▶ EXERCISE:
Copy out all of the entries below line for line, without changing anything. Leave the pictures out of your copy.
** Start of RECORDS FOR PROCESSING **
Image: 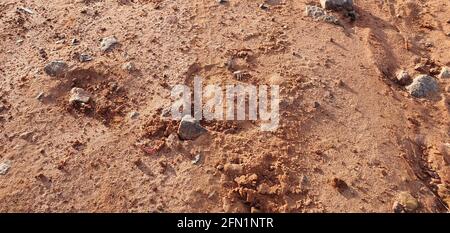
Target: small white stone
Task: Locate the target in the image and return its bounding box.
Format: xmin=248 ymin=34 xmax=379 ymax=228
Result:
xmin=69 ymin=87 xmax=91 ymax=103
xmin=0 ymin=160 xmax=11 ymax=175
xmin=439 ymin=66 xmax=450 ymax=78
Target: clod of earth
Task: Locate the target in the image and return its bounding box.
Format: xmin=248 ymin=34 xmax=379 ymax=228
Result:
xmin=100 ymin=36 xmax=119 ymax=52
xmin=406 ymin=75 xmax=439 ymax=98
xmin=178 ymin=115 xmax=206 ymax=140
xmin=44 ymin=61 xmax=68 ymax=77
xmin=69 ymin=87 xmax=91 ymax=103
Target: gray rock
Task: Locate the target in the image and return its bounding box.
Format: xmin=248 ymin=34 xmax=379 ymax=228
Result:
xmin=178 ymin=115 xmax=206 ymax=140
xmin=305 ymin=5 xmax=340 ymax=25
xmin=439 ymin=66 xmax=450 ymax=78
xmin=320 ymin=0 xmax=353 ymax=10
xmin=396 ymin=70 xmax=412 ymax=86
xmin=0 ymin=160 xmax=11 ymax=175
xmin=100 ymin=36 xmax=119 ymax=52
xmin=122 ymin=62 xmax=136 ymax=73
xmin=44 ymin=61 xmax=68 ymax=77
xmin=69 ymin=87 xmax=91 ymax=103
xmin=406 ymin=75 xmax=439 ymax=98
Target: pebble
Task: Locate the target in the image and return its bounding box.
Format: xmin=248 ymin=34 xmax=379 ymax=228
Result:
xmin=69 ymin=87 xmax=91 ymax=103
xmin=259 ymin=3 xmax=269 ymax=10
xmin=130 ymin=112 xmax=139 ymax=120
xmin=331 ymin=177 xmax=348 ymax=192
xmin=393 ymin=192 xmax=419 ymax=212
xmin=79 ymin=53 xmax=92 ymax=62
xmin=100 ymin=36 xmax=119 ymax=52
xmin=36 ymin=91 xmax=45 ymax=101
xmin=305 ymin=5 xmax=340 ymax=25
xmin=396 ymin=70 xmax=412 ymax=86
xmin=44 ymin=61 xmax=68 ymax=77
xmin=71 ymin=38 xmax=80 ymax=46
xmin=0 ymin=160 xmax=11 ymax=175
xmin=439 ymin=66 xmax=450 ymax=78
xmin=192 ymin=154 xmax=201 ymax=164
xmin=17 ymin=7 xmax=34 ymax=15
xmin=223 ymin=163 xmax=244 ymax=175
xmin=178 ymin=115 xmax=206 ymax=140
xmin=320 ymin=0 xmax=353 ymax=10
xmin=406 ymin=75 xmax=439 ymax=98
xmin=122 ymin=62 xmax=136 ymax=73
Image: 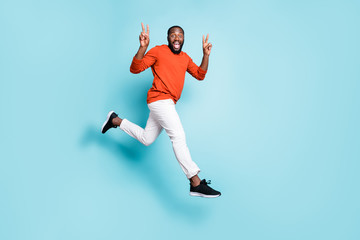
** End of RECORDS FOR PROCESSING **
▶ SOLUTION TO THE PROBLEM:
Image: 
Target: small white stone
Task: Locate the target in the image and return its bounding box.
Format: xmin=248 ymin=34 xmax=379 ymax=228
Result:
xmin=69 ymin=87 xmax=91 ymax=103
xmin=0 ymin=160 xmax=11 ymax=175
xmin=439 ymin=66 xmax=450 ymax=78
Target: clod of earth
Task: Locate the target in the image and return its bounding box.
Format: xmin=248 ymin=34 xmax=379 ymax=228
Result:
xmin=100 ymin=36 xmax=119 ymax=52
xmin=406 ymin=75 xmax=439 ymax=98
xmin=178 ymin=115 xmax=206 ymax=140
xmin=44 ymin=61 xmax=68 ymax=77
xmin=69 ymin=87 xmax=91 ymax=103
Target: gray rock
Task: Locate the target in the image and return its bounding box.
Format: xmin=248 ymin=34 xmax=379 ymax=228
Result:
xmin=178 ymin=115 xmax=206 ymax=140
xmin=305 ymin=5 xmax=340 ymax=25
xmin=439 ymin=66 xmax=450 ymax=78
xmin=320 ymin=0 xmax=353 ymax=10
xmin=396 ymin=70 xmax=412 ymax=86
xmin=0 ymin=160 xmax=11 ymax=175
xmin=100 ymin=36 xmax=119 ymax=52
xmin=122 ymin=62 xmax=136 ymax=73
xmin=44 ymin=61 xmax=68 ymax=77
xmin=69 ymin=87 xmax=91 ymax=103
xmin=406 ymin=75 xmax=439 ymax=98
Target: pebble
Task: Locate the target in the image and return its bounding box.
Format: xmin=248 ymin=34 xmax=379 ymax=228
Result:
xmin=69 ymin=87 xmax=91 ymax=103
xmin=259 ymin=3 xmax=269 ymax=10
xmin=130 ymin=112 xmax=139 ymax=120
xmin=331 ymin=177 xmax=348 ymax=192
xmin=393 ymin=192 xmax=419 ymax=212
xmin=79 ymin=53 xmax=92 ymax=62
xmin=100 ymin=36 xmax=119 ymax=52
xmin=36 ymin=91 xmax=45 ymax=101
xmin=305 ymin=5 xmax=340 ymax=25
xmin=396 ymin=70 xmax=412 ymax=86
xmin=44 ymin=61 xmax=68 ymax=77
xmin=71 ymin=38 xmax=80 ymax=46
xmin=0 ymin=160 xmax=11 ymax=175
xmin=439 ymin=66 xmax=450 ymax=78
xmin=192 ymin=154 xmax=201 ymax=164
xmin=17 ymin=7 xmax=34 ymax=15
xmin=223 ymin=163 xmax=244 ymax=175
xmin=178 ymin=115 xmax=206 ymax=140
xmin=320 ymin=0 xmax=353 ymax=10
xmin=406 ymin=75 xmax=439 ymax=98
xmin=122 ymin=62 xmax=136 ymax=73
Image: 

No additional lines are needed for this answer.